» WHAT TO DO:
Rewrite the records below with "even-odd rule" swapped for "nonzero rule" at every occurrence, leaving everything else unchanged.

» MATERIALS PROVIDED:
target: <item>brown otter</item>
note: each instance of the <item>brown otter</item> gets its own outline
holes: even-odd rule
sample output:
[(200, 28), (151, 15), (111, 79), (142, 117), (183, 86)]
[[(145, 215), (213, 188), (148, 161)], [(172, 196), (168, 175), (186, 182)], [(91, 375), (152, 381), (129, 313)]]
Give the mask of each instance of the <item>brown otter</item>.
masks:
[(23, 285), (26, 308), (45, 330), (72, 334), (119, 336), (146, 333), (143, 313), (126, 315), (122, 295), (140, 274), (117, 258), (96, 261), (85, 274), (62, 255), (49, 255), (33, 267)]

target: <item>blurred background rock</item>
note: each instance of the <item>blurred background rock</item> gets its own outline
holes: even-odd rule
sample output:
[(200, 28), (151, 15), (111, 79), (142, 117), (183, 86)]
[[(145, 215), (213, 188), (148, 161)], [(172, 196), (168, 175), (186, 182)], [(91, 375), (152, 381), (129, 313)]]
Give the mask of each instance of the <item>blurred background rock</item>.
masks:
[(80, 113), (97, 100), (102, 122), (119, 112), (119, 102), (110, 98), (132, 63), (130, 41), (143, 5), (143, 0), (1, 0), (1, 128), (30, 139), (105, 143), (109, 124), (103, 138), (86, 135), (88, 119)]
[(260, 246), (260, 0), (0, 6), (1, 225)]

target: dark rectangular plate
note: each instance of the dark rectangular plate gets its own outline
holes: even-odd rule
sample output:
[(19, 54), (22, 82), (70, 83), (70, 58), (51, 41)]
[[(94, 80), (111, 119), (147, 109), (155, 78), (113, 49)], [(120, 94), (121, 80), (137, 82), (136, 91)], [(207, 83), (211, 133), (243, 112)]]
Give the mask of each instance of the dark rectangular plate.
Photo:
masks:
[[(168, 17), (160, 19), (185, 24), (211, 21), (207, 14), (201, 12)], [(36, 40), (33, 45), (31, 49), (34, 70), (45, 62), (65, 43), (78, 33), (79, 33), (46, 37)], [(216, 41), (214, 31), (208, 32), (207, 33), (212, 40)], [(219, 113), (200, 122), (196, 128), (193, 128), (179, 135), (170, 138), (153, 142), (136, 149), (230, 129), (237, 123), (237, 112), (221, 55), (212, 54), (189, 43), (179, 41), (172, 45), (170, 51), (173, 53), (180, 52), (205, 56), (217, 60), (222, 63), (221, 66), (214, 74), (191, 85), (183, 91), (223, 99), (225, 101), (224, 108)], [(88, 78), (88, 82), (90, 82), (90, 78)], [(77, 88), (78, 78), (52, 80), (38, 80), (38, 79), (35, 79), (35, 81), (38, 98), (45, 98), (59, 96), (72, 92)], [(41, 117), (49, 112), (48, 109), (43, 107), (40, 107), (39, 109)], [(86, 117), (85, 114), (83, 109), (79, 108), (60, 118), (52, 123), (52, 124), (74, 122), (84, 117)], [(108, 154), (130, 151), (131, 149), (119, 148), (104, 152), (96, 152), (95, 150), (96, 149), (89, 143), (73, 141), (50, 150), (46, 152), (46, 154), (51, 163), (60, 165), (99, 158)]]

» SOLUTION FOR THIS TASK:
target: <item>brown otter</item>
note: each instance of the <item>brown otter</item> gets its own outline
holes: nonzero rule
sample output:
[(200, 28), (151, 15), (111, 79), (142, 117), (183, 86)]
[[(145, 215), (213, 188), (148, 161)], [(172, 196), (168, 175), (186, 182)], [(91, 375), (152, 381), (129, 313)]]
Give the mask of each instance of the <item>brown otter</item>.
masks:
[(23, 285), (26, 308), (45, 330), (72, 334), (119, 336), (146, 333), (143, 313), (126, 315), (122, 295), (140, 274), (117, 258), (96, 261), (85, 274), (62, 255), (49, 255), (33, 267)]

target: <item>blurred background rock</item>
note: each instance of the <item>blurred background rock</item> gets its own outline
holes: nonzero rule
sample output:
[(200, 28), (151, 15), (111, 79), (142, 117), (183, 86)]
[[(145, 215), (213, 188), (148, 161)], [(172, 196), (168, 175), (186, 182)], [(91, 375), (152, 381), (129, 313)]]
Give the mask of each instance of the <item>blurred background rock</item>.
masks:
[(80, 113), (97, 100), (102, 122), (119, 112), (119, 102), (110, 98), (132, 63), (130, 41), (143, 5), (143, 0), (1, 0), (1, 128), (30, 139), (105, 143), (109, 124), (103, 138), (86, 135), (88, 119)]
[(260, 246), (260, 0), (0, 6), (1, 225)]

target: dark rectangular plate
note: each instance of the dark rectangular plate gets its own outline
holes: nonzero rule
sample output:
[(19, 54), (22, 82), (70, 83), (70, 58), (51, 41)]
[[(94, 80), (111, 119), (147, 109), (155, 78), (113, 49)], [(120, 94), (121, 80), (137, 82), (136, 91)], [(207, 83), (211, 133), (243, 112)]]
Give the mask of each instance of the dark rectangular plate.
Photo:
masks:
[[(168, 17), (160, 19), (185, 24), (211, 21), (207, 14), (201, 12)], [(36, 40), (33, 45), (31, 49), (34, 70), (45, 62), (65, 43), (78, 33), (79, 33), (46, 37)], [(216, 41), (214, 31), (208, 32), (207, 33), (212, 40)], [(219, 113), (200, 122), (196, 128), (193, 128), (179, 135), (170, 138), (153, 142), (136, 149), (230, 129), (237, 123), (237, 112), (221, 55), (212, 54), (189, 43), (179, 41), (172, 45), (170, 51), (173, 53), (180, 52), (205, 56), (217, 60), (222, 63), (221, 66), (214, 74), (191, 85), (183, 91), (223, 99), (225, 101), (224, 108)], [(88, 78), (88, 82), (90, 82), (90, 78)], [(77, 88), (78, 78), (52, 80), (38, 80), (38, 79), (35, 79), (35, 81), (38, 98), (45, 98), (59, 96), (72, 92)], [(41, 117), (49, 112), (48, 109), (43, 107), (40, 107), (39, 109)], [(86, 117), (85, 114), (83, 109), (79, 108), (60, 118), (52, 123), (52, 124), (74, 122), (84, 117)], [(108, 154), (130, 151), (131, 149), (119, 148), (104, 152), (96, 152), (95, 150), (96, 149), (89, 143), (73, 141), (50, 150), (46, 152), (46, 154), (51, 163), (60, 165), (99, 158)]]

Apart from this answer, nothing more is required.